__TASK OBJECTIVE__
Copy out only the lines from the one containing "Mark every paved walkway with a bounding box." down to the one containing "[684,72,746,152]", replacing "bounding box" with "rectangle" and changing nothing else.

═════ INPUT DATA

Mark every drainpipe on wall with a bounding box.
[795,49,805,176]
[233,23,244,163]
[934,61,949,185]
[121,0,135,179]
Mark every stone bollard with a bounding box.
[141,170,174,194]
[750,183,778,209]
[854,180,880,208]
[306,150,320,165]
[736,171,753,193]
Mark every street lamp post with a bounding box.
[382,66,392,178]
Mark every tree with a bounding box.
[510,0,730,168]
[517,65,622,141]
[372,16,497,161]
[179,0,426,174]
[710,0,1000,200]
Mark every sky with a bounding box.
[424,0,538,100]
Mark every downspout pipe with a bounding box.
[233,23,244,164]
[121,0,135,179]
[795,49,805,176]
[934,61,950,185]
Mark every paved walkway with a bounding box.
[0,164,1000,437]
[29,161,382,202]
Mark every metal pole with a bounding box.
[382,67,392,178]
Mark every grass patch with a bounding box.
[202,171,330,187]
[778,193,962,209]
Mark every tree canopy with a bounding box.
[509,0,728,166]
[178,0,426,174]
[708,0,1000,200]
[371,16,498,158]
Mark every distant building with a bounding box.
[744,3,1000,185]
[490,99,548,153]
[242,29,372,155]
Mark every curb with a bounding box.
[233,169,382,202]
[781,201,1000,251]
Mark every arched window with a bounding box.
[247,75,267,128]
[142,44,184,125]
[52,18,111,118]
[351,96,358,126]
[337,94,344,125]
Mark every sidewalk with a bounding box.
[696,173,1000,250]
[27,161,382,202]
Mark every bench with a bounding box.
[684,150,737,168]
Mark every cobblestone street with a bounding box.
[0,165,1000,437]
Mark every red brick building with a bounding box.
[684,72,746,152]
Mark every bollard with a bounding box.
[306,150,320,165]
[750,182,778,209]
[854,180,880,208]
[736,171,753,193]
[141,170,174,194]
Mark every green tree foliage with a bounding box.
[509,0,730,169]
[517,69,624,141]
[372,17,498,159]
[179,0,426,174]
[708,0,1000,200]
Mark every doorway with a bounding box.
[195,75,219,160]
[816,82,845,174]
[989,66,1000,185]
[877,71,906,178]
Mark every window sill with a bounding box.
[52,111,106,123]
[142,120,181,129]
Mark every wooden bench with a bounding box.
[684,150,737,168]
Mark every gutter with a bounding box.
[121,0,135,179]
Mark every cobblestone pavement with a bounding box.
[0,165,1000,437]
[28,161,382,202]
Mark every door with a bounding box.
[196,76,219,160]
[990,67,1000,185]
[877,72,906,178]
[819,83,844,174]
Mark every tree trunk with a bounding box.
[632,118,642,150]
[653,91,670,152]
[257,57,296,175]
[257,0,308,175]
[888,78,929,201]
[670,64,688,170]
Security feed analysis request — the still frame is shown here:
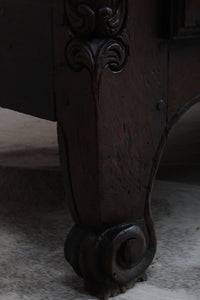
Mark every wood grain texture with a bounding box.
[54,0,200,299]
[168,0,200,39]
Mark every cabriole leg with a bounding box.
[56,0,167,299]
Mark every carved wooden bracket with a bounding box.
[65,0,128,86]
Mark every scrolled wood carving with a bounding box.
[65,0,128,84]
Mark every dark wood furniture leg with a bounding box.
[55,0,199,299]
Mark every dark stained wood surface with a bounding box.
[185,0,200,27]
[168,0,200,39]
[168,38,200,122]
[0,0,55,120]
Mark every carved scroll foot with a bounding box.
[65,223,155,299]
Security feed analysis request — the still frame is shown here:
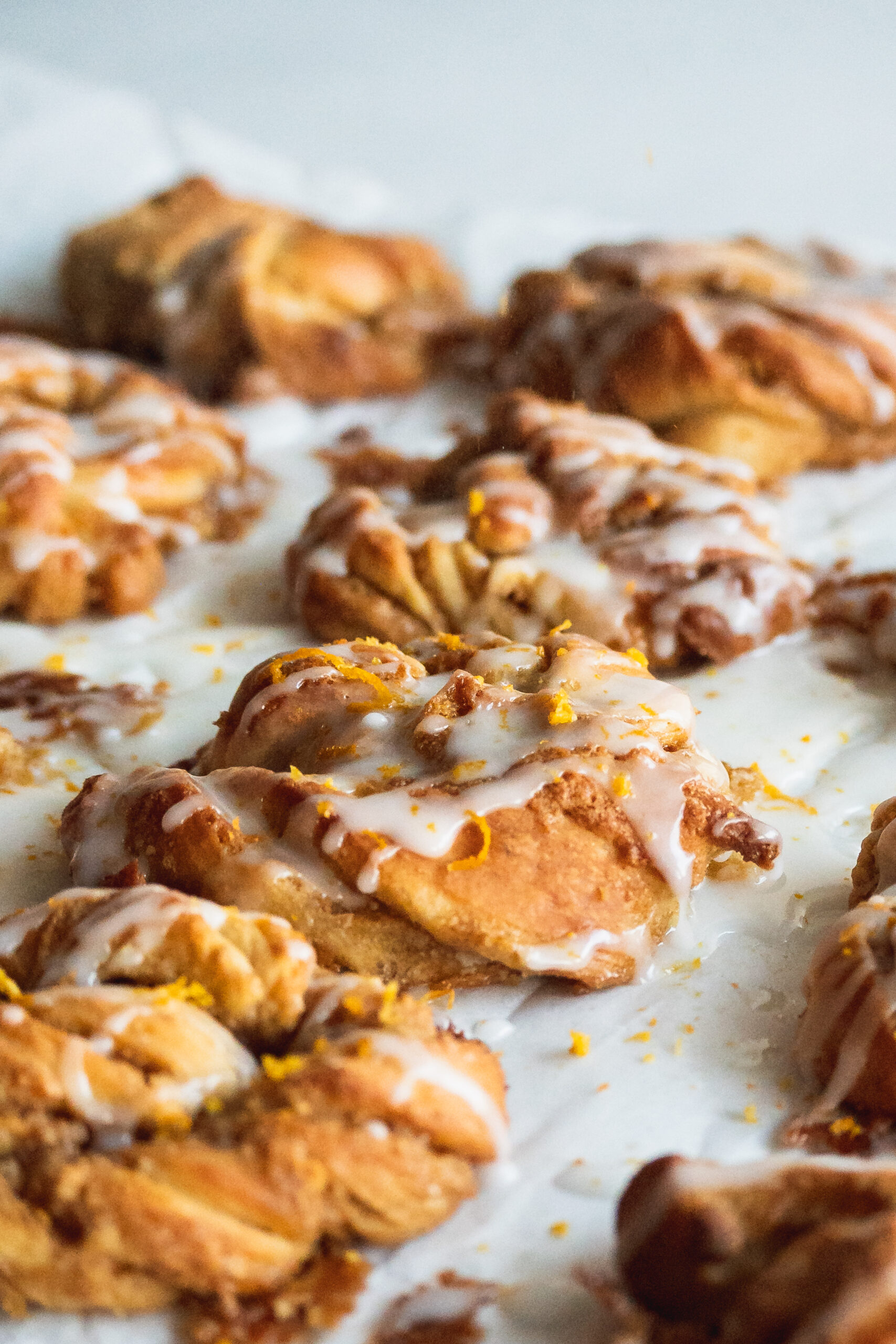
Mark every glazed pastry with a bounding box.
[795,799,896,1135]
[62,632,779,988]
[0,668,166,746]
[459,239,896,480]
[617,1157,896,1344]
[810,571,896,663]
[0,336,265,622]
[286,393,810,667]
[0,886,314,1046]
[60,177,463,402]
[0,914,507,1322]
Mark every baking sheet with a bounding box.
[0,55,896,1344]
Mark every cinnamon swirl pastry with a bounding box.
[0,887,507,1341]
[461,238,896,480]
[60,177,463,402]
[0,336,265,622]
[286,393,810,667]
[62,632,779,988]
[617,1157,896,1344]
[795,799,896,1133]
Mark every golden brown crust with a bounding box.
[286,391,810,667]
[0,935,507,1322]
[60,177,463,402]
[452,239,896,480]
[617,1157,896,1344]
[62,632,779,988]
[0,336,266,624]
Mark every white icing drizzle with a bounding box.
[0,884,227,988]
[329,1028,511,1162]
[514,923,653,982]
[794,888,896,1121]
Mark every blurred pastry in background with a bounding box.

══════════

__ANSWER TO THE EXERCISE__
Mark every paved walkway with a rectangle.
[0,164,1000,437]
[29,161,382,202]
Mark every metal pole with a rectangle.
[382,67,392,178]
Mark every grass patch with a rectangle.
[202,171,330,187]
[778,193,962,209]
Mark every tree canopy with a rectangle.
[509,0,728,166]
[178,0,426,174]
[708,0,1000,200]
[371,16,498,158]
Mark every distant building with a rectangle.
[744,3,1000,185]
[490,99,548,153]
[242,29,372,155]
Mark every curb with a rectangle.
[233,169,382,202]
[781,201,1000,251]
Mark every arched window with a rectangle.
[247,75,267,128]
[142,44,184,125]
[52,18,111,118]
[351,96,358,126]
[337,94,344,125]
Mark every sidewalk with a rectangle.
[696,173,1000,250]
[27,161,382,202]
Mark every bench with a rectangle.
[684,150,737,168]
Mark every cobblestone street with a rectangle.
[0,165,1000,437]
Mark every red brick building with a rectangle.
[684,72,746,152]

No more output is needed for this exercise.